Pour Christophe Grudler, l’énergie nucléaire est un scénario que l’Union européenne doit prendre en compte pour atteindre la neutralité climatique car « il faudrait 11% d’énergie nucléaire pour atteindre dans les temps cet objectif ». Un équilibre en idéaux écologistes et réalisme s’agissant de la transition qui doit aussi prendre en compte les différents réseaux électriques ou une production et une consommation trop importante peuvent provoquer des blackouts importants en Europe.

Ainsi, malgré « l’exclusion des projets énergétiques nucléaires dans les fonds européens comme le Fonds de transition juste ou encore le FEDER », Christophe Grudler affirme que la question de la pertinence nucléaire est nuancée par de plus en plus de monde, en particulier des écologistes de la première heure, comme Brice Lalonde (ancien ministre de l’environnement sous François Mitterrand et sous-secrétaire général de l’ONU, ndlr).

Exercices à faire >>
• A. Répondez à ces questions sur le texte consacré au nucléaire :
(i) D'après Christophe Grudler, quelle part d'énergie nucléaire faudrait-il pour atteindre à temps la neutralité climatique ?
(ii) Quels fonds européens le texte cite-t-il comme excluant les projets nucléaires ?
(iii) Quel écologiste de la première heure le texte donne-t-il en exemple ?
• B. Écrivez la suite du texte sur le nucléaire dans l'Union européenne, en partant de sa dernière phrase.

Données d'expressions référentielles sur photos >>
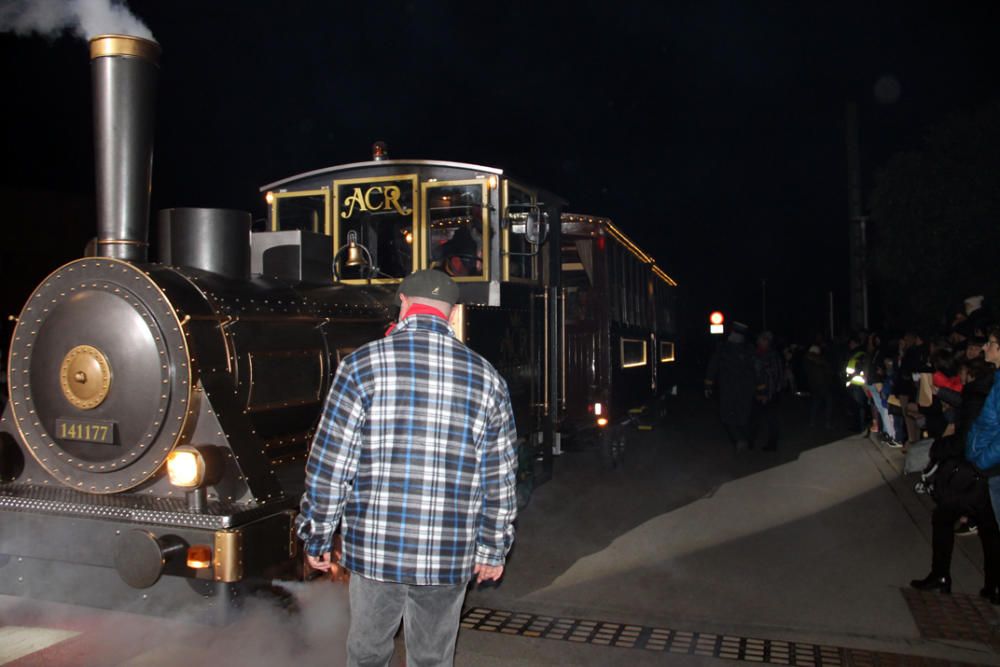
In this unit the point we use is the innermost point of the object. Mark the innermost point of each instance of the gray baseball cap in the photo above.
(429, 284)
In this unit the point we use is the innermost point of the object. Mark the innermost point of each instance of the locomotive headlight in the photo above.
(186, 467)
(199, 557)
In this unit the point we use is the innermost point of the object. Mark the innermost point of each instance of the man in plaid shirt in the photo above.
(414, 459)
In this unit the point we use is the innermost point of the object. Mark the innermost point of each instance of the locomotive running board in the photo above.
(148, 510)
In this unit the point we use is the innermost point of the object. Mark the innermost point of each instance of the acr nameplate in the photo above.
(102, 432)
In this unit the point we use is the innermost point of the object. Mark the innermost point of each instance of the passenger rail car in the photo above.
(152, 451)
(620, 333)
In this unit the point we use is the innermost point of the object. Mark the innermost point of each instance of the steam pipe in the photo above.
(124, 70)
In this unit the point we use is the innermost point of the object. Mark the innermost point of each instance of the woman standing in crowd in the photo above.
(962, 490)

Réponses >>
• A.
(i) 11 % d'énergie nucléaire.
(ii) Le Fonds de transition juste et le FEDER.
(iii) Brice Lalonde.

• B.
Une nécessité de reconsidération qui semble venir aussi de l’innovation énergétique dans le secteur, notamment dans la fusion nucléaire « l’énergie produite avec la plasma reproduisant l’énergie solaire ». Pour l’eurodéputé, « cette technologie avance au niveau mondial. Avec la fusion nucléaire, le changement climatique, c’est fini ». Sans pour autant tomber dans l’optimisme extrême, il semble nécessaire d’étudier l’ensemble des solutions technologiques à notre disposition pour créer un bouquet propre, renouvelable et durable.

Question de l’hydrogène

Outre le nucléaire, l’hydrogène est un autre cas sur lequel l’Union européenne devrait se pencher, selon Christophe Grudler. Mais au fait, de quel hydrogène parle-t-on ? « Alors que près de 11 millions de tonnes d’hydrogène gris, c’est-à-dire réalisé avec du gaz naturel, sont produits chaque année dans l’Union européenne, l’hydrogène vert, réellement propre, est encore trois fois plus cher. Il faudrait donc arriver à faire converger les prix entre hydrogène gris et vert ».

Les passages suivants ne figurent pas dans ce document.